> Prompt
Count the lines of the material below that contain the string "shirt", with case counting, and give only the number.

Excerpts from annotation records
# # # # # # #
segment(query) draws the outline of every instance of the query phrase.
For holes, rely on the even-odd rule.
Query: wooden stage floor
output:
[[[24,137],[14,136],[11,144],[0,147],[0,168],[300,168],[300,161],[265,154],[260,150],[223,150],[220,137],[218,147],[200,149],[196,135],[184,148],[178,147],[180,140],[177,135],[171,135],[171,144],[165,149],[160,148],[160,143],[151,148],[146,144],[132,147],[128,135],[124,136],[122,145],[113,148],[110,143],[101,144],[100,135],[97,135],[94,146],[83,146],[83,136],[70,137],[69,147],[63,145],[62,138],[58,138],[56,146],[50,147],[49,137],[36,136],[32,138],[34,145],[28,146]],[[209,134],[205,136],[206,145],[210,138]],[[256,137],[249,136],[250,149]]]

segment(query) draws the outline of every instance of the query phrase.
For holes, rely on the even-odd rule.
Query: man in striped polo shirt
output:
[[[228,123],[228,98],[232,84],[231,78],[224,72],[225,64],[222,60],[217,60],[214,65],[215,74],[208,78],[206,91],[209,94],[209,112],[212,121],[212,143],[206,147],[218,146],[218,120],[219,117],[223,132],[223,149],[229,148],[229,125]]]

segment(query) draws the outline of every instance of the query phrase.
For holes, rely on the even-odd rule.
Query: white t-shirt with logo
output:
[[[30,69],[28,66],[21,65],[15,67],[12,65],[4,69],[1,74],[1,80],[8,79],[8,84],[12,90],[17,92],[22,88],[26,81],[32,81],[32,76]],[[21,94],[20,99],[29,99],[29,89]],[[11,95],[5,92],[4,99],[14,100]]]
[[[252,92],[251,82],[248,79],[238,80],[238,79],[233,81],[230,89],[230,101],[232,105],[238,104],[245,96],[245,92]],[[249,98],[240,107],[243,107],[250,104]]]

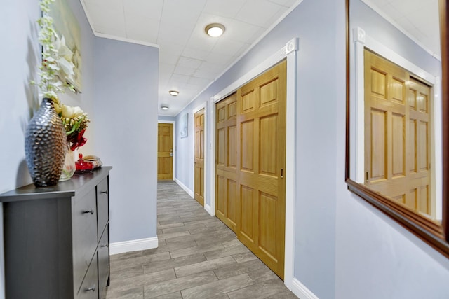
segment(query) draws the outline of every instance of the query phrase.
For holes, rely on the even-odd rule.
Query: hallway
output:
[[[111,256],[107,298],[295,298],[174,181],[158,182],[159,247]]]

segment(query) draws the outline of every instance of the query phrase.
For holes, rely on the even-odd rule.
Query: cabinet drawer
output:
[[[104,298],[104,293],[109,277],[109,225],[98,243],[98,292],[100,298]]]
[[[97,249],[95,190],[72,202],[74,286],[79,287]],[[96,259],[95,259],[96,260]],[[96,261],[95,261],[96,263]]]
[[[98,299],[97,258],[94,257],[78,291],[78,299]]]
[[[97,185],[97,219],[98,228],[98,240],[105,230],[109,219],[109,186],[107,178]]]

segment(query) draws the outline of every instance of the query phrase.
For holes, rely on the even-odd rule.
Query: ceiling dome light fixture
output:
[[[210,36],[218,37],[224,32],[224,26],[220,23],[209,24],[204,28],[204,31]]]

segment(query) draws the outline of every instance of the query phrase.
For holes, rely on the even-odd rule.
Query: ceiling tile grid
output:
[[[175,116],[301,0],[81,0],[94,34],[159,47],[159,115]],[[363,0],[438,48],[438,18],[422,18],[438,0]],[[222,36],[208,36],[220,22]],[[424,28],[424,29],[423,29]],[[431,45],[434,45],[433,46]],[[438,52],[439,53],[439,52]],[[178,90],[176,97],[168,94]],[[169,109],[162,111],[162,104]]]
# # # # # # #
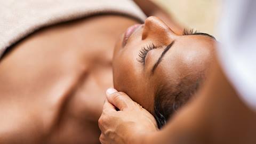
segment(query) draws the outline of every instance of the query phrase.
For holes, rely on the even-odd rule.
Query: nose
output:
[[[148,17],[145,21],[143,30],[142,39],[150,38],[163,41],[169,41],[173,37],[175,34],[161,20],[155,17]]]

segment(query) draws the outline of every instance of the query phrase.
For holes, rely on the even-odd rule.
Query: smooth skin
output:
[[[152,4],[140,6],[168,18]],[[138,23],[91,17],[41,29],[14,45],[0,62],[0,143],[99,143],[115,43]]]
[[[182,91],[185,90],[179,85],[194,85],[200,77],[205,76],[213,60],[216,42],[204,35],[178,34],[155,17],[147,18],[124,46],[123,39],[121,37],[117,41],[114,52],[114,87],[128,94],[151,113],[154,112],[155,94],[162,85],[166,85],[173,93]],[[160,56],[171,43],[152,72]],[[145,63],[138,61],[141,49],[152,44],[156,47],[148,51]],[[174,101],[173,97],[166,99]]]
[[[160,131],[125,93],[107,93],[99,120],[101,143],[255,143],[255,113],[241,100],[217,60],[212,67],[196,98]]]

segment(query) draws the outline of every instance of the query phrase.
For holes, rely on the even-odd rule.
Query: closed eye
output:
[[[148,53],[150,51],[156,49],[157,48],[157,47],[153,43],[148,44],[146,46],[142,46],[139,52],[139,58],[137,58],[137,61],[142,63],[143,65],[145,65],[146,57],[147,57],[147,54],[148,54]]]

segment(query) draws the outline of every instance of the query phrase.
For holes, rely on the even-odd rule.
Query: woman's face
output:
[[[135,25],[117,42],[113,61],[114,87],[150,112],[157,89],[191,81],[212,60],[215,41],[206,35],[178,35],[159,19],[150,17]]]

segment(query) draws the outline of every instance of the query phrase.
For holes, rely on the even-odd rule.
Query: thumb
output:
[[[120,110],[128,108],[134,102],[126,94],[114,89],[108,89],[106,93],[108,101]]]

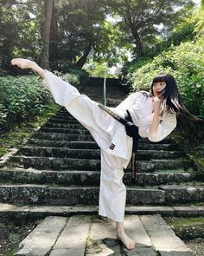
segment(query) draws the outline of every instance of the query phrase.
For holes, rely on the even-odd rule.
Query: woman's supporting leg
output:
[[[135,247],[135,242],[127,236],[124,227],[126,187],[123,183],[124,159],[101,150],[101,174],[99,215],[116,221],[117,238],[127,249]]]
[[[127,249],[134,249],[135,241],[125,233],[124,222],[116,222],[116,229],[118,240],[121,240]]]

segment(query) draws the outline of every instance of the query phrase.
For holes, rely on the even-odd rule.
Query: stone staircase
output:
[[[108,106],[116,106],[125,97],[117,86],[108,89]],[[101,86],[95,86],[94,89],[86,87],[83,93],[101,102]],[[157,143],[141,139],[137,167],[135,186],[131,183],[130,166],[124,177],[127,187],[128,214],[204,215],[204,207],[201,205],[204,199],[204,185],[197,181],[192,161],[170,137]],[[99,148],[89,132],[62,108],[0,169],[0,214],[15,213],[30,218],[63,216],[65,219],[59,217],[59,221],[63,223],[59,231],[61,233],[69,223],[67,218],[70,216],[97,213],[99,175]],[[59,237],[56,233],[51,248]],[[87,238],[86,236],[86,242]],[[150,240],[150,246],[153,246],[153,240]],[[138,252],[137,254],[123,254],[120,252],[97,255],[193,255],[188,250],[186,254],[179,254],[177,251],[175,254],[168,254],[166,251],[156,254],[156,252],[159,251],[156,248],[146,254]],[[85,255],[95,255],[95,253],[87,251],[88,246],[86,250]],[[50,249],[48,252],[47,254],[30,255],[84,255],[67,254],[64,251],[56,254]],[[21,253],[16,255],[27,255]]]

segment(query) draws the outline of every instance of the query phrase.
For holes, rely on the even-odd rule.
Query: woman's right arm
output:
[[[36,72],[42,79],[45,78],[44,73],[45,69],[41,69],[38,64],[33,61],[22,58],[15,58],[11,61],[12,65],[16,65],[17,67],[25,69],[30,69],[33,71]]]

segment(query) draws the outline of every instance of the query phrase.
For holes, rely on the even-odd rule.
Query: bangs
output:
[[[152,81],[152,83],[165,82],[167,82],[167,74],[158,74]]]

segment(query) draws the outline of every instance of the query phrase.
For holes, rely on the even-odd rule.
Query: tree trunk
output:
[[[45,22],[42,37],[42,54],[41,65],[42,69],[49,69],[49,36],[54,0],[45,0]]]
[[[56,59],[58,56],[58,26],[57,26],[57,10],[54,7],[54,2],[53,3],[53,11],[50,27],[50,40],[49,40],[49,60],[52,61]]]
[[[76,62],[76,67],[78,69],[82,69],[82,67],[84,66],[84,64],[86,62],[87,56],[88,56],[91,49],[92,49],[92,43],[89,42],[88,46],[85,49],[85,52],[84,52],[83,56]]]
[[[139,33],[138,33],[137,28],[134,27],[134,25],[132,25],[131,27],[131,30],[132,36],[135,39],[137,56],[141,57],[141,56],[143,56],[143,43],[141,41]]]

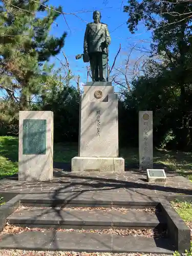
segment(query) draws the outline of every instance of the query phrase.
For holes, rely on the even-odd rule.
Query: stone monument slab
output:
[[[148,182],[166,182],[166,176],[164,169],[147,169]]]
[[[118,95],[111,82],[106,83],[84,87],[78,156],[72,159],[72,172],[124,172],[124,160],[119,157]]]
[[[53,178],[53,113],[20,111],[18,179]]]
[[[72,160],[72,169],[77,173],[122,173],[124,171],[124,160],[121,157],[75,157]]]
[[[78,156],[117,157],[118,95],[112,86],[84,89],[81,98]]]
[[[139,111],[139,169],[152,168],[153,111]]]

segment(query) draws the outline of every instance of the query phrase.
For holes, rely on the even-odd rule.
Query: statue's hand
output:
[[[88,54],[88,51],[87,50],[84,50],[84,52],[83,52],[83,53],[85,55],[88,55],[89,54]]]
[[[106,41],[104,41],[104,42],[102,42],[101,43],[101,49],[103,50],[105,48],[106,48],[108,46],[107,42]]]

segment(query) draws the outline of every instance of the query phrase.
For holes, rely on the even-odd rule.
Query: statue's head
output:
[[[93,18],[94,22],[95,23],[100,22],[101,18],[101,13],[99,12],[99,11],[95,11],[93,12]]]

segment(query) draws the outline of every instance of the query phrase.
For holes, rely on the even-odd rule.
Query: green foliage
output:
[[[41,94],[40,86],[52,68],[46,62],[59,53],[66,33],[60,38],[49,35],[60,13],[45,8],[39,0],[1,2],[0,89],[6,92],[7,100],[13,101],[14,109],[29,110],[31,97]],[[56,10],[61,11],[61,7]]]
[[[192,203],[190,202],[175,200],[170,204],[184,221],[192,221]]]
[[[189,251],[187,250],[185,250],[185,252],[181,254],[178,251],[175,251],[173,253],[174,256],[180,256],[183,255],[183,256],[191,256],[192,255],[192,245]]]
# # # # # # #
> Solution to the exercise
2